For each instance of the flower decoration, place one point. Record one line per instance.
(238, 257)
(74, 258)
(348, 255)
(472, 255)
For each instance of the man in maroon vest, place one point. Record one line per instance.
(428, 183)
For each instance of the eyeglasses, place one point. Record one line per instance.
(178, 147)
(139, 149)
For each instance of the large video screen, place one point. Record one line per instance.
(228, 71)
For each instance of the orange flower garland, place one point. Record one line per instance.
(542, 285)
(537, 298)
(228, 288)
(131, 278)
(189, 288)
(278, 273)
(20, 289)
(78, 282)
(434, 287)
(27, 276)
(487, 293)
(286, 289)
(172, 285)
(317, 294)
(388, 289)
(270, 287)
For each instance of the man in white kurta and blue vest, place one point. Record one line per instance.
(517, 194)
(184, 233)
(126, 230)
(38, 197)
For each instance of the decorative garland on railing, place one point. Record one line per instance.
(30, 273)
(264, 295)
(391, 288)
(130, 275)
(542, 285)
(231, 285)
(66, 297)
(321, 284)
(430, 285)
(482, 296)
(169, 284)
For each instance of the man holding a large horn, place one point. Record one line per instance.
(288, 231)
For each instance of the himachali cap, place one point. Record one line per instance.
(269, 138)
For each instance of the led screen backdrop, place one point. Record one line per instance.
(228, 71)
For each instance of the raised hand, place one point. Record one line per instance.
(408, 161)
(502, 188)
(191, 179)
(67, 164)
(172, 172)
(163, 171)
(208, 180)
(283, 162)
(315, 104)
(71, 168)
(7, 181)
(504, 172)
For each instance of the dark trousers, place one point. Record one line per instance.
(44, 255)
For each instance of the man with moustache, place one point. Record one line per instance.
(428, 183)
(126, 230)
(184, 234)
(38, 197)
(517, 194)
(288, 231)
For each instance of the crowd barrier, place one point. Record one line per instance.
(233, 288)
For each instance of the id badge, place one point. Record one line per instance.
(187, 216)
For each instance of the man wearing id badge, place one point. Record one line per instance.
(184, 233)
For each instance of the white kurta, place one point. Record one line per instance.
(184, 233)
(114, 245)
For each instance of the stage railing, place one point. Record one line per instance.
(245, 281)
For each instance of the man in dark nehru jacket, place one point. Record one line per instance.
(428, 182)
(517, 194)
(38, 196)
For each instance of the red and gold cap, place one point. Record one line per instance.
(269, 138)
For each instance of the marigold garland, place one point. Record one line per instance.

──────────────────────────────

## PROBLEM DETAILS
Arrange all of the rows above as a JSON list of strings, one string for each line, leaving out blank lines.

## FINAL RESULT
[
  "For each instance of the flower decoration, place one point. Record one line per instance.",
  "(238, 257)",
  "(74, 258)",
  "(348, 255)",
  "(472, 255)",
  "For each instance of the man in maroon vest, place one point. Record one line per instance.",
  "(428, 183)",
  "For each instance of the eyeglasses, place one point. Record one line per instance.",
  "(178, 147)",
  "(139, 149)",
  "For each instance of the large video screen, place one point. Record one line per instance.",
  "(228, 71)",
  "For each instance of the orange flower garland, place one point. Record one line per instance.",
  "(542, 285)",
  "(537, 298)",
  "(228, 288)",
  "(131, 278)",
  "(189, 288)",
  "(278, 273)",
  "(20, 289)",
  "(78, 282)",
  "(434, 287)",
  "(27, 276)",
  "(487, 293)",
  "(286, 289)",
  "(172, 285)",
  "(317, 294)",
  "(388, 289)",
  "(270, 287)",
  "For each instance of the man in white kurta and blue vest, place one point. Record one line per instance.",
  "(517, 194)",
  "(184, 233)",
  "(126, 230)",
  "(38, 197)",
  "For each instance of the decorative garland on railing, place one point. Record one line per instance.",
  "(30, 273)",
  "(264, 295)",
  "(391, 288)",
  "(130, 275)",
  "(542, 285)",
  "(231, 285)",
  "(66, 297)",
  "(321, 284)",
  "(430, 285)",
  "(482, 296)",
  "(169, 284)",
  "For each instance of the man holding a large horn, place one point. Record one line per instance.",
  "(288, 231)",
  "For each instance of the himachali cap, place one point. Record one line per instance.",
  "(269, 138)",
  "For each instance of the led screen backdrop, place one point. Record one line per instance.",
  "(228, 71)",
  "For each instance of the raised hand, place one point. Record one line per instance.",
  "(408, 161)",
  "(502, 188)",
  "(191, 179)",
  "(67, 164)",
  "(172, 172)",
  "(163, 171)",
  "(208, 180)",
  "(283, 162)",
  "(315, 104)",
  "(71, 168)",
  "(7, 181)",
  "(504, 172)",
  "For each instance of the dark trousers, place one point. Record one line per instance.",
  "(44, 255)",
  "For each instance of the man with moustache, place one point. Record one line per instance.",
  "(428, 183)",
  "(126, 230)",
  "(184, 234)",
  "(38, 197)",
  "(517, 194)",
  "(288, 231)",
  "For each instance of the crowd barrier, place one point. Record one line per instance.",
  "(233, 288)",
  "For each instance of the id badge, place one point. Record one line per instance.",
  "(187, 216)",
  "For each instance of the man wearing id badge, place one point. Record one line per instance.",
  "(184, 233)",
  "For each instance of the white kurta, place one point. Record one line per instance.",
  "(184, 233)",
  "(114, 245)",
  "For each instance of the stage railing, place one point. Record one line per instance.",
  "(245, 281)",
  "For each instance of the man in dark nehru jacket, place one point. Record one line per instance.",
  "(428, 182)",
  "(517, 194)",
  "(38, 196)",
  "For each instance of the red and gold cap, place one point. Record one line per instance.",
  "(269, 138)",
  "For each instance of the marigold garland, place one point. Record one line per instance."
]